Identify each line of the records below that contains the word "wall" and copy those lines in full. Case counts, so match only that exact capitalization.
━━━━━━━━━━━━━━━━
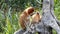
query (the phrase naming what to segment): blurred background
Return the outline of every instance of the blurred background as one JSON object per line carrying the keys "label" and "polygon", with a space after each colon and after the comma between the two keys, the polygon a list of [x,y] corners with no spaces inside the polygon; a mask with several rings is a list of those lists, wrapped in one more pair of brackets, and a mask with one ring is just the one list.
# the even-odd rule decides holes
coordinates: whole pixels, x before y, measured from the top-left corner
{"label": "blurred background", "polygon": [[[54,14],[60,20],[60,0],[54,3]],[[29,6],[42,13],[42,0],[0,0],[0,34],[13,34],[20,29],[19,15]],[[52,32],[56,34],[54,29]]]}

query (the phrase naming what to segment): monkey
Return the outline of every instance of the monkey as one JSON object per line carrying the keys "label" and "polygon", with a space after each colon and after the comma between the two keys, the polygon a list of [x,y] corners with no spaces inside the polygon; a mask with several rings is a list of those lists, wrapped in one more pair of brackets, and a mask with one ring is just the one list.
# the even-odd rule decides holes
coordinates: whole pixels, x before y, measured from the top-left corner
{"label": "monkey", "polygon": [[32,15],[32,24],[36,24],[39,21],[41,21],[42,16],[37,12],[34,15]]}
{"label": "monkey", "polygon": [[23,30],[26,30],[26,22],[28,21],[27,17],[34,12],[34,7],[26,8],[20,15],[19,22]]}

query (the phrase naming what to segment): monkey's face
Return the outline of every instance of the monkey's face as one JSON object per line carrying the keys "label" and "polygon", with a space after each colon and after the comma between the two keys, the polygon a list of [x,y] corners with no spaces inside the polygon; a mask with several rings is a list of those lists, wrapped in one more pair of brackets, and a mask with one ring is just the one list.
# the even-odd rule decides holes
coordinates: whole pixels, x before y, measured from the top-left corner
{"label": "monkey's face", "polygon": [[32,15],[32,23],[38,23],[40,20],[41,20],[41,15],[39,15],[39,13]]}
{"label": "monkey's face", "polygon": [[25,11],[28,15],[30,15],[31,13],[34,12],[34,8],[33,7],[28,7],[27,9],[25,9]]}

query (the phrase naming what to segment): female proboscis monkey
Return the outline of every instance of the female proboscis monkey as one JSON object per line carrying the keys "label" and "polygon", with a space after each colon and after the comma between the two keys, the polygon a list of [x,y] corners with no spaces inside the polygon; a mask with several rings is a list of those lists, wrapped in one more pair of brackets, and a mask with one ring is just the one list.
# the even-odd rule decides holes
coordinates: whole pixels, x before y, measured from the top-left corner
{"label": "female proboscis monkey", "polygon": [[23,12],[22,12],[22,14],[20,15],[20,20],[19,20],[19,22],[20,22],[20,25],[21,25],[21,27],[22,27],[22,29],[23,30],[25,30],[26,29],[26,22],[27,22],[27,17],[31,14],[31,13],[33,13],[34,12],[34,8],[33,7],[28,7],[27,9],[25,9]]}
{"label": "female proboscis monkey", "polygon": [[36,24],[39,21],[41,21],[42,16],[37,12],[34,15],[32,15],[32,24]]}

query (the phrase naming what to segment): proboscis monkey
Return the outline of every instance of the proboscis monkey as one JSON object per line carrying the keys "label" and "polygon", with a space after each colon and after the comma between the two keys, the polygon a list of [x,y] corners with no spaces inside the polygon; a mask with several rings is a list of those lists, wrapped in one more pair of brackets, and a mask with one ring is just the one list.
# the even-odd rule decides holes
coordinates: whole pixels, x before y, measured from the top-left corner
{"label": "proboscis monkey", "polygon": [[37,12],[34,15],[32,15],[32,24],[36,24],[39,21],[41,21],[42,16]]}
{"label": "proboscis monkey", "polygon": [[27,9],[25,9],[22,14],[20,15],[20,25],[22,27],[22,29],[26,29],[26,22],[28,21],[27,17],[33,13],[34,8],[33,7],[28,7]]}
━━━━━━━━━━━━━━━━
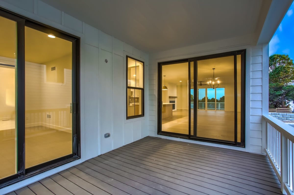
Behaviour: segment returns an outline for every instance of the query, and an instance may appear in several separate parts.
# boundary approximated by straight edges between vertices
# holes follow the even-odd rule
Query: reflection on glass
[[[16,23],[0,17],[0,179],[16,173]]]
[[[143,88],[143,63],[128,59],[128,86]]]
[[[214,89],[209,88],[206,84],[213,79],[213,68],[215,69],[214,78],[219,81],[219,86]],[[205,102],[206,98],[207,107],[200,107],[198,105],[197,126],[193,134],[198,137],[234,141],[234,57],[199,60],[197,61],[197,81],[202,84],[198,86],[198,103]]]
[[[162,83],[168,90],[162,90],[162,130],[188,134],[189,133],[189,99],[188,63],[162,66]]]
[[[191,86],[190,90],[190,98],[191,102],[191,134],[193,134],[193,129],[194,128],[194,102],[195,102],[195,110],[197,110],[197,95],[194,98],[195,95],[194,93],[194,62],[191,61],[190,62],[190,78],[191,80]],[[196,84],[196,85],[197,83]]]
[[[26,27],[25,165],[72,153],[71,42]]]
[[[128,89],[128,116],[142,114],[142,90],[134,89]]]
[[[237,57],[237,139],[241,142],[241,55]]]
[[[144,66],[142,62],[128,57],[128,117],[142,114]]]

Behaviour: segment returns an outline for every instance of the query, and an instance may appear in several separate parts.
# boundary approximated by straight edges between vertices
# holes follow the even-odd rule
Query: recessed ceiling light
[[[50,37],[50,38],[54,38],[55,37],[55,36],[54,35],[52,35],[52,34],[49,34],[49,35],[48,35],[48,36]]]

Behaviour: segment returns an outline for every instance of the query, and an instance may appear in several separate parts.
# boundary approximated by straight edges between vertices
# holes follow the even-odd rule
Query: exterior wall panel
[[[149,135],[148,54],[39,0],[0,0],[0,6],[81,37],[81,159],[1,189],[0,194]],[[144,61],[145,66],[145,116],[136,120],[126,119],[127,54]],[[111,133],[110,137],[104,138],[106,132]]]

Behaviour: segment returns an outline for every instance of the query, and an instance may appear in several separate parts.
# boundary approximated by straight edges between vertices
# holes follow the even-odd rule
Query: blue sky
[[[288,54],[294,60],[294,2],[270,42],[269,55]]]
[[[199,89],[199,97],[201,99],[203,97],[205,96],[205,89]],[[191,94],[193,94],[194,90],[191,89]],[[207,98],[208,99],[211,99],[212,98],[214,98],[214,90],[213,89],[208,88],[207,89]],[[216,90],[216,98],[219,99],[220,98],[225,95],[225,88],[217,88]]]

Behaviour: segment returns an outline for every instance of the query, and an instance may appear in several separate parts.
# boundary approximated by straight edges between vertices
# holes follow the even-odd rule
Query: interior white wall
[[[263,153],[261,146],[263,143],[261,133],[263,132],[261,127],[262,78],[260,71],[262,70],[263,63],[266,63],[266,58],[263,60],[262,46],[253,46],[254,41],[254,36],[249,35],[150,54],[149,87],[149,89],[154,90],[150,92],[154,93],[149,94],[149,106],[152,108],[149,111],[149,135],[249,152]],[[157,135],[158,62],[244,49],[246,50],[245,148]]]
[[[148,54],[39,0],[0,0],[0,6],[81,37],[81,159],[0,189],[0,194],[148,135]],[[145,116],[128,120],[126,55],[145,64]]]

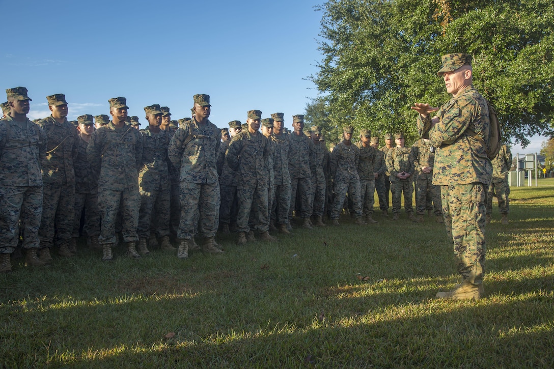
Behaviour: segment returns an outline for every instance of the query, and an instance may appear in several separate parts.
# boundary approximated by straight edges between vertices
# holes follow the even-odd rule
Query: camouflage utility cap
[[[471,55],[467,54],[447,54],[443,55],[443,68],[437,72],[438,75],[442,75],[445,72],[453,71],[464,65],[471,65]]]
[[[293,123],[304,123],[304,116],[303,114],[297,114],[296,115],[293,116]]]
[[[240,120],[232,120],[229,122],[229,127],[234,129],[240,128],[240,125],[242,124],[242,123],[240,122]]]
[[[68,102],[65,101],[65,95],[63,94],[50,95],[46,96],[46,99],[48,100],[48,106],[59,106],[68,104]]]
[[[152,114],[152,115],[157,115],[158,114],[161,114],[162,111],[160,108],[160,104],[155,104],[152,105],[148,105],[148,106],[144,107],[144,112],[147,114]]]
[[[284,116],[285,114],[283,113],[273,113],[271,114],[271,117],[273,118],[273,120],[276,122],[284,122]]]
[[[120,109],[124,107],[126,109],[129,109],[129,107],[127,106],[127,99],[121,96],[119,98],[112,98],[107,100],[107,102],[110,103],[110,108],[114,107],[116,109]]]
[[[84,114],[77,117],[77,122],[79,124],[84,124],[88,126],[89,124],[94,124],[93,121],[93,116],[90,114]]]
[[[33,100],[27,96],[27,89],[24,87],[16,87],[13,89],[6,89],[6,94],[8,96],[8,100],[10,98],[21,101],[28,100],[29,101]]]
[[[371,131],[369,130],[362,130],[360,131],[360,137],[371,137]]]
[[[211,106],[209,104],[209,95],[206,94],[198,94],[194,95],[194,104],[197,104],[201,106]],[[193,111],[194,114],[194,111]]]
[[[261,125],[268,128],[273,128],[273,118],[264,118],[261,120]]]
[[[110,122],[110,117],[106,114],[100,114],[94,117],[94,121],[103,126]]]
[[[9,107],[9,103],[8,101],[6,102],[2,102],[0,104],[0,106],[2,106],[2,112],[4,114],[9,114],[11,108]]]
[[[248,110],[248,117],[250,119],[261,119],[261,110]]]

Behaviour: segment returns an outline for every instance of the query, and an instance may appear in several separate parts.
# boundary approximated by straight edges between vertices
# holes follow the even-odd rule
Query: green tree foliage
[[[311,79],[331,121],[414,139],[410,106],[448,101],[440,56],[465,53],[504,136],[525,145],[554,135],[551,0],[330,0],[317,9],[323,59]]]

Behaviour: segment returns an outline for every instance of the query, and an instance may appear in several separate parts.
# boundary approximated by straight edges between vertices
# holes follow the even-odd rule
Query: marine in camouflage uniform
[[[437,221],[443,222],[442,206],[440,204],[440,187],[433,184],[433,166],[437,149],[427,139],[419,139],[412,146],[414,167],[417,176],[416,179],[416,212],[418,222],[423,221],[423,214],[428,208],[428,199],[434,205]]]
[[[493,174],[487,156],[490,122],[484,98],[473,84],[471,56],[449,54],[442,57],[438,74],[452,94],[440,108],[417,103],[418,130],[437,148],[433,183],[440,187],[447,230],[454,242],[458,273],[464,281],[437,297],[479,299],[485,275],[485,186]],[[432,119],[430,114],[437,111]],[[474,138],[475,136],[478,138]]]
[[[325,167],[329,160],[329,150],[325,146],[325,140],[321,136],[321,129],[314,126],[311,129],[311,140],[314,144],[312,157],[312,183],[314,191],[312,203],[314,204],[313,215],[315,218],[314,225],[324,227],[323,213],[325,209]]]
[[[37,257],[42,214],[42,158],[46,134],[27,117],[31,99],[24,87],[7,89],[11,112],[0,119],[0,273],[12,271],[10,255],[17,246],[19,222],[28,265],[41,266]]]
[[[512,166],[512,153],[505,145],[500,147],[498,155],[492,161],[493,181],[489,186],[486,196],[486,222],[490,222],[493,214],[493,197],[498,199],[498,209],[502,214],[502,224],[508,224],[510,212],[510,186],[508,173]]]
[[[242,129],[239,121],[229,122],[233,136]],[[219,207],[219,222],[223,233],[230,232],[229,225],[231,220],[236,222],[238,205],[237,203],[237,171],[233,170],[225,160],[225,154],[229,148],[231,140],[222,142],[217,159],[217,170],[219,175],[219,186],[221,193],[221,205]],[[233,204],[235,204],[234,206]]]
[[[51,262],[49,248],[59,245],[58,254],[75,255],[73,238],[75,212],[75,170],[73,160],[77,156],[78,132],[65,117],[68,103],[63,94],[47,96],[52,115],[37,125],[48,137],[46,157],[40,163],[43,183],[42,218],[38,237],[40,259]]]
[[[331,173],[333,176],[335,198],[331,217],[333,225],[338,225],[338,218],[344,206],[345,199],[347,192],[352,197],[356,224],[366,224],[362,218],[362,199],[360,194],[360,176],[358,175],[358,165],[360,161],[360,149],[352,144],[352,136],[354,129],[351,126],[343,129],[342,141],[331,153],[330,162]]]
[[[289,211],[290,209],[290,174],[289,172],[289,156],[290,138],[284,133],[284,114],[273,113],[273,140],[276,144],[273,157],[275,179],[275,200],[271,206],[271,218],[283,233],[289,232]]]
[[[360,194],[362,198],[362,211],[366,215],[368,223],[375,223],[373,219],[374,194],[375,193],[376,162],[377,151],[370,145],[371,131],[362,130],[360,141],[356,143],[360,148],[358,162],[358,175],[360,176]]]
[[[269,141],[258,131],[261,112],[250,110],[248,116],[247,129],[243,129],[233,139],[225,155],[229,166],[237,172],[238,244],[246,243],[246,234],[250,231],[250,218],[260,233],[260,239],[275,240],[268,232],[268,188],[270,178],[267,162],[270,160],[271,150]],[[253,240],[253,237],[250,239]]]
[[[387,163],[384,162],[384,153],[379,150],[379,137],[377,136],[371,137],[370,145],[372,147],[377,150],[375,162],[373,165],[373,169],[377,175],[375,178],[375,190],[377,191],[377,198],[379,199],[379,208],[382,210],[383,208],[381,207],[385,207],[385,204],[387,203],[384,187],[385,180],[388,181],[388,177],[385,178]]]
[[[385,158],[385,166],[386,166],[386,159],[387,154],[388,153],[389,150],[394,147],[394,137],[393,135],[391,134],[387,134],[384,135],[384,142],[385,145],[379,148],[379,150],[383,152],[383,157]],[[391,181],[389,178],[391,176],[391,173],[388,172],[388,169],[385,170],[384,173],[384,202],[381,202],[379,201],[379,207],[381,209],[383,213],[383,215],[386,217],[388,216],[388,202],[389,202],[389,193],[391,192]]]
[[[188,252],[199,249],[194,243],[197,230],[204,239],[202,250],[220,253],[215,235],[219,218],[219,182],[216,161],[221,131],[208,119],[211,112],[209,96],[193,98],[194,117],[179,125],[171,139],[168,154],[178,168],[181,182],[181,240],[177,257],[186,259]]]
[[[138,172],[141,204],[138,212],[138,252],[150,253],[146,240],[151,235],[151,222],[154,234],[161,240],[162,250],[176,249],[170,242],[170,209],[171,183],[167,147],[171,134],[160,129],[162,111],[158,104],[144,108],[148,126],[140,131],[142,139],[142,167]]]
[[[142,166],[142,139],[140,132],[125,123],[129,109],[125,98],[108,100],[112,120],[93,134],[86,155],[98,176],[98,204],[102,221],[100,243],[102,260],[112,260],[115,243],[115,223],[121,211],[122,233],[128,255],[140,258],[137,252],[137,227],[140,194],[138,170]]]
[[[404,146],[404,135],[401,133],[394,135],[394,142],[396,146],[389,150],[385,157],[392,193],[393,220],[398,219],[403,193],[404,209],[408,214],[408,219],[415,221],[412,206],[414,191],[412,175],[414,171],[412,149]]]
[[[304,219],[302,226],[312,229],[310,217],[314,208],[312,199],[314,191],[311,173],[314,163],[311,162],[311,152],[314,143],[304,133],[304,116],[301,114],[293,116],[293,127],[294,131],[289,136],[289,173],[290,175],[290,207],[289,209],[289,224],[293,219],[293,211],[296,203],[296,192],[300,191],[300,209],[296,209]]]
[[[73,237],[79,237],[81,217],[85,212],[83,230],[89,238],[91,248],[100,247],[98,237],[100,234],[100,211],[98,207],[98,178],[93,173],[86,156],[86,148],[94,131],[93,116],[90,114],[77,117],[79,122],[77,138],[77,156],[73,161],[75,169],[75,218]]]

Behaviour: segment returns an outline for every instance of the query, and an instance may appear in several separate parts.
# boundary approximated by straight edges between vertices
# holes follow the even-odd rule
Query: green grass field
━━━━━━━━━━━━━━━━
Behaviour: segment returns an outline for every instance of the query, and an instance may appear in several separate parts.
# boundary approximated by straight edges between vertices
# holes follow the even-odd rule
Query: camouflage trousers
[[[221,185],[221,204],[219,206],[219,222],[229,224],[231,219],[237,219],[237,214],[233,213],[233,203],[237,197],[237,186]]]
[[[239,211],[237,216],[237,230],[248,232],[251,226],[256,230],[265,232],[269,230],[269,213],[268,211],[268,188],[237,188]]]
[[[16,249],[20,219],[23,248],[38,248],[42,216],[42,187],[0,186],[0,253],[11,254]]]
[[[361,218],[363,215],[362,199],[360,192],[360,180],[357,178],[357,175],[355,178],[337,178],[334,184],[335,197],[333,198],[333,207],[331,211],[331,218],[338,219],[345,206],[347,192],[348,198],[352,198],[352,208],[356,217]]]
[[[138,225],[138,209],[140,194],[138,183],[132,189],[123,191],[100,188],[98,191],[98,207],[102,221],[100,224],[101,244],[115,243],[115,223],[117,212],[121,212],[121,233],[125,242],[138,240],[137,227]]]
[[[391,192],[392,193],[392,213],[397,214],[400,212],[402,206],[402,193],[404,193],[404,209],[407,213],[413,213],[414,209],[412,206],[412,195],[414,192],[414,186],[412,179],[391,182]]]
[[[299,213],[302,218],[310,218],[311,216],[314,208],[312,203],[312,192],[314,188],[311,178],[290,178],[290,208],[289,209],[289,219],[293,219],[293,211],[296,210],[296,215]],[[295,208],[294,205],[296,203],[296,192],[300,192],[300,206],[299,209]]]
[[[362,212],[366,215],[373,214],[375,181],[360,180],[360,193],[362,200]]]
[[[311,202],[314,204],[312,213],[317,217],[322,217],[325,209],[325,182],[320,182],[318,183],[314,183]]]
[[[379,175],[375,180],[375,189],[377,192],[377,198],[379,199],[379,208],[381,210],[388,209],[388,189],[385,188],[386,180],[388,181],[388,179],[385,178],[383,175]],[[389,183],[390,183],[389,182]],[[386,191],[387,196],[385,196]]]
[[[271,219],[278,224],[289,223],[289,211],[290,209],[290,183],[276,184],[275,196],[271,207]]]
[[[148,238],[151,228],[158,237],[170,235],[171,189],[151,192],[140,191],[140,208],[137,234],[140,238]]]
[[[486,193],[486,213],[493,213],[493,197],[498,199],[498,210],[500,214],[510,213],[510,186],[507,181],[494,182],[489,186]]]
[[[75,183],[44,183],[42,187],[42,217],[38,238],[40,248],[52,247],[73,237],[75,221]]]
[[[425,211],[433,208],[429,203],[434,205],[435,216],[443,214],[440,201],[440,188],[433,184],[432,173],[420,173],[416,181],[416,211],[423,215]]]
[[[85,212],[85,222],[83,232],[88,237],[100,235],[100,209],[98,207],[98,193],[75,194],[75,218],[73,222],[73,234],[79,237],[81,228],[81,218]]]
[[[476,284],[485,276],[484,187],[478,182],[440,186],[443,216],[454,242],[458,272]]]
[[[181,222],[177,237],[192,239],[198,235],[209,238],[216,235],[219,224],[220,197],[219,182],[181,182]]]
━━━━━━━━━━━━━━━━
Completed exercise =
Query: exterior wall panel
Query: interior white wall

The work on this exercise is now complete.